Written instruction a – Reproduce the records from the line containing "target: **balcony**" through the end of the records, including both of those lines.

Selected text –

#####

ALDISERT, Chief Judge.

This appeal from summary judgment entered in favor of Federal Deposit Insurance Corporation (FDIC) requires us to decide whether a provision of the Federal Deposit Insurance Act, 12 U.S.C. Sec. 1823(e), 1 bars the defense of an oral accord and satisfaction in a claim on a promissory note and whether the maker and guarantors of a second promissory note properly raised a material question of fact concerning failure of consideration. We must also decide whether the district court abused its discretion in discovery rulings. We find that the district court neither erred in its application of Sec. 1823(e) nor abused its discretion in its discovery ruling and that the record failed to disclose a material question of fact as to consideration for the second promissory note. We will therefore affirm.

I.

The historical facts before the district court were somewhat complicated and extended. See Public Loan Co. v. Federal Deposit Insurance Corp., (D.N.J. No. 82-3606 June 7, 1985), reprinted in app. at 66a-86a. For review purposes we will summarize only the adjudicative facts. The litigation centers on the liability of makers and guarantors of two promissory notes. One note in the amount of $1.5 million was executed and delivered by S.N.L. Realty Company to the Metropolitan Bank and Trust Company in August 1980. The second, also payable to Metropolitan, was executed and delivered by Equity 1 National Marketing Company in the amount of $250,000 in August 1981. In February 1982 Metropolitan became insolvent and the FDIC was appointed its liquidator. In its capacity as liquidator, FDIC sold, assigned, and transferred to itself in its corporate capacity the two notes that are the subject of this appeal.

#####

Records of labeled regions:
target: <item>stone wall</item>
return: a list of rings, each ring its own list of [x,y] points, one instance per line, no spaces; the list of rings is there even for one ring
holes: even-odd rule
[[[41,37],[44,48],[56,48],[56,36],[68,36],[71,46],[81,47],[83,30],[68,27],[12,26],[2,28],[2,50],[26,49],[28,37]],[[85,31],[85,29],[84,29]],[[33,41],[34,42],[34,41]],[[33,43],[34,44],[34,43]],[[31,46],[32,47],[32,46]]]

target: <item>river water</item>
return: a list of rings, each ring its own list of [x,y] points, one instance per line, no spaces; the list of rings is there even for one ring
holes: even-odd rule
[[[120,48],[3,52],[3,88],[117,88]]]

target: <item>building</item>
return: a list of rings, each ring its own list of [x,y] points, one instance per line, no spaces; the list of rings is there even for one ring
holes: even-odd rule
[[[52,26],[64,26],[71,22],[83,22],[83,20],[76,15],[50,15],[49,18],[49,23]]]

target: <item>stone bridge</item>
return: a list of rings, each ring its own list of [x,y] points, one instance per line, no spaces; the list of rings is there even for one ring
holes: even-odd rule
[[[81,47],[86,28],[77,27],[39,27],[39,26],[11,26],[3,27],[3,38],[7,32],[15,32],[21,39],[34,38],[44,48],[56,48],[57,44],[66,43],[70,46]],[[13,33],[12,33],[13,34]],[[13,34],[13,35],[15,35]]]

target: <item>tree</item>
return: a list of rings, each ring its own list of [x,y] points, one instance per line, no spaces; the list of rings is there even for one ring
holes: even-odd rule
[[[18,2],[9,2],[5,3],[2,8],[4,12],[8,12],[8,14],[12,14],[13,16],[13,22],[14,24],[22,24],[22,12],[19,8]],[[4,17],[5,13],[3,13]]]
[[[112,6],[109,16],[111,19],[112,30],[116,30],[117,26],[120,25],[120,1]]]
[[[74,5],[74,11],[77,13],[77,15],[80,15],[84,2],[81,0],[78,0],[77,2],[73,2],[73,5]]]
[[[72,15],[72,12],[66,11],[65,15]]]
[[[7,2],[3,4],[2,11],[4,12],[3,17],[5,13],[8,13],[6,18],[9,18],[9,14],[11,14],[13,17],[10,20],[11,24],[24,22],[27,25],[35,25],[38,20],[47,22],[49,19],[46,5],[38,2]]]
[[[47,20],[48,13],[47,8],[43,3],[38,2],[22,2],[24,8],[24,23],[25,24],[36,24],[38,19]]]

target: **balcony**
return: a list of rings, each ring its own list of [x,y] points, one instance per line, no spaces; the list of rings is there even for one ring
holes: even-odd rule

#####

Written instruction b – Carry on the court opinion about the FDIC promissory note appeal from the point where it stops.

Response a –
target: **balcony**
return: a list of rings, each ring its own list of [x,y] points, one instance per line, no spaces; the list of rings is there even for one ring
holes: even-odd rule

Response b –
The 1980 S.N.L. Realty note was secured by five separate letters of credit which equalled the total amount of the note. Public Loan Company obtained one letter for $750,000 from the Equitable Trust Company of Baltimore. Two appellants here, Preferred Equities Corporation and Leonard Rosen, served as guarantors of Public Loan's letter of credit. This letter of credit is the only aspect of the 1980 note involved in this appeal. The issue on appeal regarding Equity 1's 1981 note centers on the liability of its guarantors, the four appellants here who were plaintiffs below: Public Loan, Preferred Equities, Leonard Rosen, and American Funding, Ltd. The issues are joined from an attempt by the makers of the notes to obtain a judicial declaration against the FDIC of no liability and counterclaims by the FDIC asserting the validity of the obligation.

A.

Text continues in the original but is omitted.